• _Exercise details_: Check each line of the entries below for the string "like"; copy every line where it appears.

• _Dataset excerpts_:
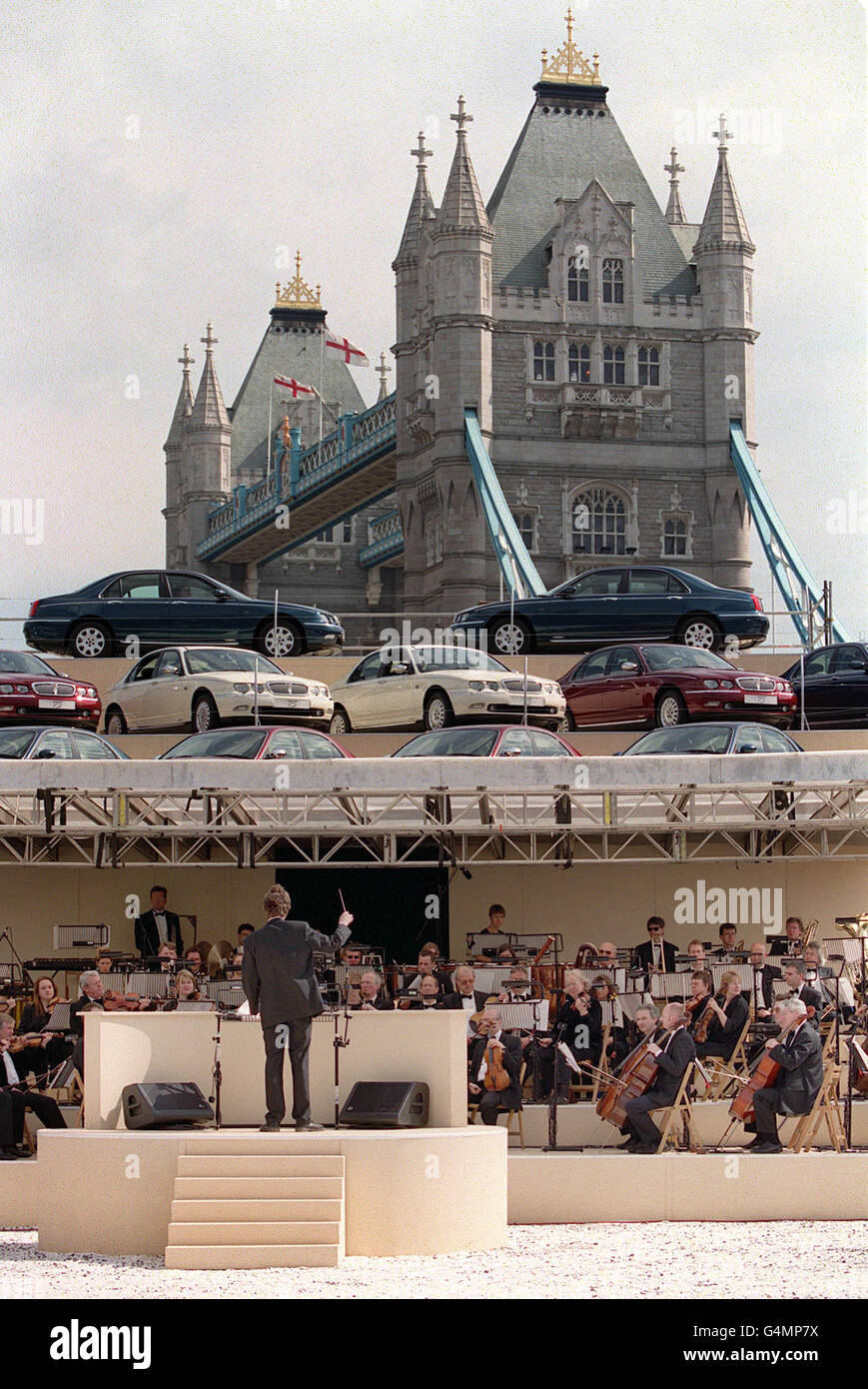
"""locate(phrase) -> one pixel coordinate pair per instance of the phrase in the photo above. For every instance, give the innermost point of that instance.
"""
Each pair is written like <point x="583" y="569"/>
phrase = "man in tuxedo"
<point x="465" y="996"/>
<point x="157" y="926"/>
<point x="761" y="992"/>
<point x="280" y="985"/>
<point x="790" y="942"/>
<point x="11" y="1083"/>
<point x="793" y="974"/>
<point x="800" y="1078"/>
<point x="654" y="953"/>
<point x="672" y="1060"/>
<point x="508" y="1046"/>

==

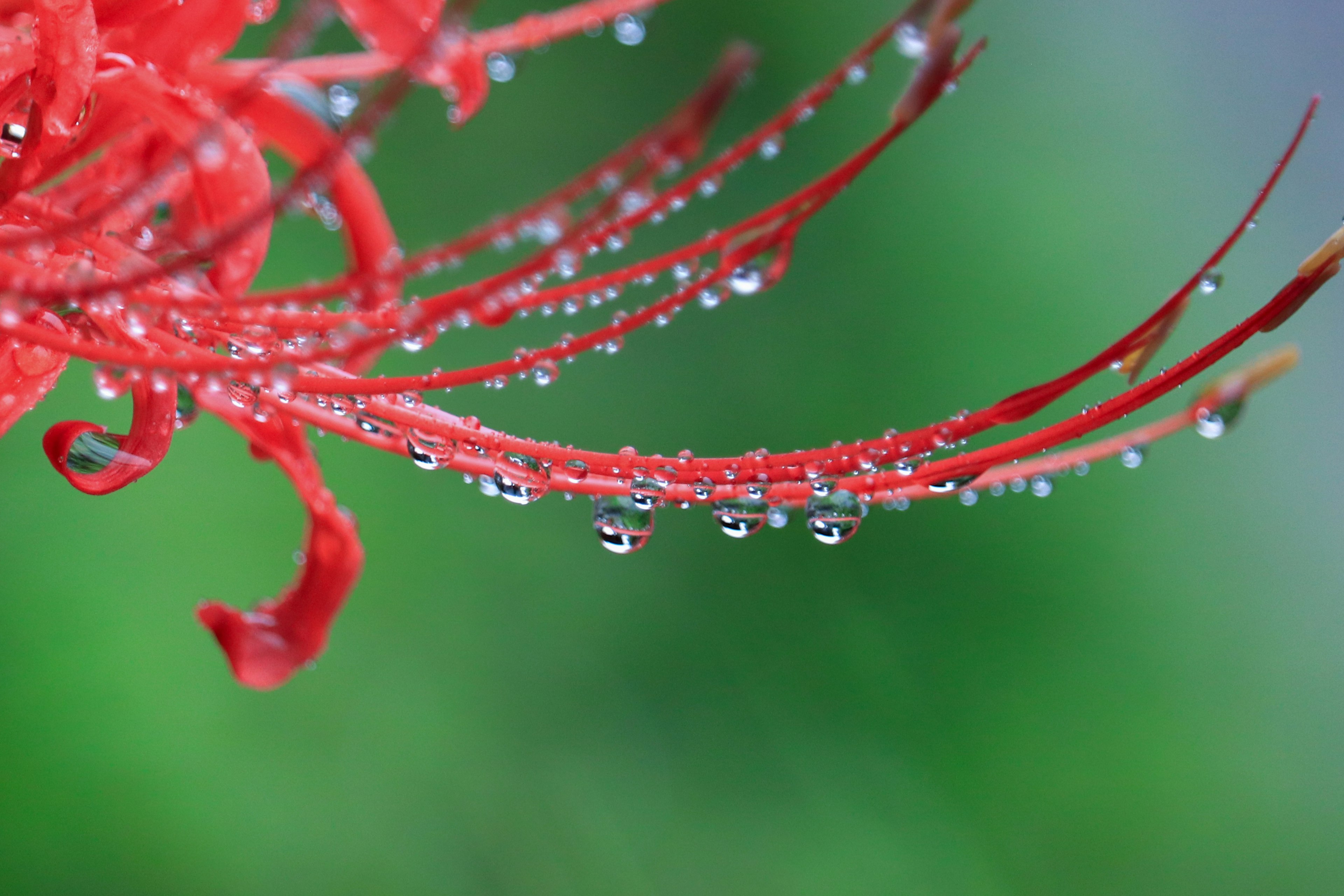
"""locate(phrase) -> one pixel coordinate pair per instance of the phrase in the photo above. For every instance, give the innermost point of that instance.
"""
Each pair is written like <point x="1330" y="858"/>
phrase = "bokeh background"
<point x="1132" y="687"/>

• _Solution_:
Each pair is written like <point x="583" y="569"/>
Each pair is written like <point x="1330" y="858"/>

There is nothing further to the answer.